Saturday 31 May 2014

Replication and methods sections


Wow, things got a bit shouty there didn’t they. If you’re not up to speed, some people like replication, others don’t, and they don’t seem to get along very well. In an effort to remove all the interest out of this topic I thought it best to write a boring post about methods sections.

First things first, I like replication (who doesn’t!). I haven’t been involved in attempting to perform direct replications of other peoples work (at least not until very recently), but I replicate my own findings as much as possible to persuade myself of the validity of my results. I’m broadly supportive of the recent ‘replication movement’ although I’m not sure how novel an idea it really is given plenty of areas in psychology have been replicating for many a year.

Here is the small point I want to make, and it relates to the issue of being able to replicate purely on the basis of the methods section from a paper from another lab. The pro-replicators often state that if methods sections are written appropriately, anyone should be able to perform a replication of the study. However, this strong statement seems to me to be a bit naïve. I have two reasons for thinking this:

1.  A good methods section should include ‘all the necessary details in order to perform the experiment again’ however it should also exclude ‘any extraneous detail’. Without the latter then methods section could read something along the lines of:

“Procedure – each participant was welcomed in the lobby of the ground floor of 17 Queen Square, London, UK. The experimenter shook their right hand and encouraged them to enter the lift. The experimenter pressed the button for the 2nd floor. Doors closed within 10s of this button press…….The participant was asked to take a seat in front of the computer screen with both feet firmly on the floor such that their upper and lower legs formed a right angle with each other.

You’re probably reading this thinking this is absurd, and I agree. My (small) point is that it can sometimes be difficult to decide what is ‘necessary detail’ and what is ‘extraneous’. We make a judgement called based on our experience and knowledge of the literature. This will always be the case.  The issue being, one person’s idea of ‘extraneous’ will sometimes be different from another person’s – I wouldn’t dream of stating that the participant held a hot beverage before starting the experiment, but some think this is obviously relevant in certain situations.

2.  A well written methods section doesn’t allow ‘anyone’ to replicate the experiment. If I gave a well written methods section from a psychology journal to a historian of art I wouldn’t expect them to be able to replicate the experiment (or, if they managed, they wouldn’t do it very well). This argument applies to a lesser extent within sub-divisions of psychology as well – I would expect a cognitive psychologist who studies memory to be able to replicate my experiments more thoroughly than a social psychologist (and vice versa). If this wasn’t the case, why do we think it is useful giving students experience in running experiments if not to ‘learn the technique’?

This isn’t to say that we can’t and shouldn’t be able to replicate based purely on the methods section of someone’s paper. It’s simply to say, writing a methods section is hard and requires some amount of subjectivity with regards to what to include. Also, replication is hard – it’s impossible to replicate exactly – judgement calls have to be made about whether subtle differences between the original and the replication attempt matter.

Given all this, I heartily recommend talking to each other more (preferably in a civil manner). If I wanted to replicate someone’s experiment I would email them and ask them as many questions as possible. They don’t have a right to be involved, or contribute, or have a say in the experiment I am running, but it would be foolish for me to not want to communicate with them. Equally, I would be honoured if someone thought my experiment was worthy of replication. I would of course be nervous – what if it doesn’t replicate!? – and worried – did I make a mistake previously!? – but all these things are natural consequences of being a human being with a vested interest in my own research. I hope I’d be grown up enough to deal with those anxieties. Time will tell…


6 comments:

  1. Perfectly true.

- _GOAL OF THE EXERCISE_:
According to the post on replication and methods sections, what would the author do before replicating someone else's experiment?

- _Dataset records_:
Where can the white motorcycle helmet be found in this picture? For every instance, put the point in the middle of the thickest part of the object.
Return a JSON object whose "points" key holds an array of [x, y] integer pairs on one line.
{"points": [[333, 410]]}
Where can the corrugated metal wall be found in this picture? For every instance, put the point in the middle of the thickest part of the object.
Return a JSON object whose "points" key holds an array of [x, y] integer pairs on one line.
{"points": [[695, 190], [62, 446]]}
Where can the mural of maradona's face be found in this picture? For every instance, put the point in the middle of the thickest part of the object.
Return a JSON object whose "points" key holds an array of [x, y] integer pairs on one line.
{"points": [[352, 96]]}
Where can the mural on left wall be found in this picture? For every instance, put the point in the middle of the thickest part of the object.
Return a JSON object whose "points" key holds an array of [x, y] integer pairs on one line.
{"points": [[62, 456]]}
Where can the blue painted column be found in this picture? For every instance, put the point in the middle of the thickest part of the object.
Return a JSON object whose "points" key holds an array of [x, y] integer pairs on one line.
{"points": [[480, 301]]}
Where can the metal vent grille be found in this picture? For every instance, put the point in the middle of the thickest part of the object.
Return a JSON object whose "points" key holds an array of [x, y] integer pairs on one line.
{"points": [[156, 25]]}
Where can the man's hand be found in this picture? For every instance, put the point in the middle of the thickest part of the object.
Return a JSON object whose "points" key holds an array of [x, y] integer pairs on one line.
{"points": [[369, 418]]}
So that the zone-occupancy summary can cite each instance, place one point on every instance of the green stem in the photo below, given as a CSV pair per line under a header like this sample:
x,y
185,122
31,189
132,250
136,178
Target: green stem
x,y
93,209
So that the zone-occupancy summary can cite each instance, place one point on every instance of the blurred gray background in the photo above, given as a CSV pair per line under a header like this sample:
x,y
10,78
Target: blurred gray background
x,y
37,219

- _SOLVED EXERCISE_:
The author would email them and ask them as many questions as possible.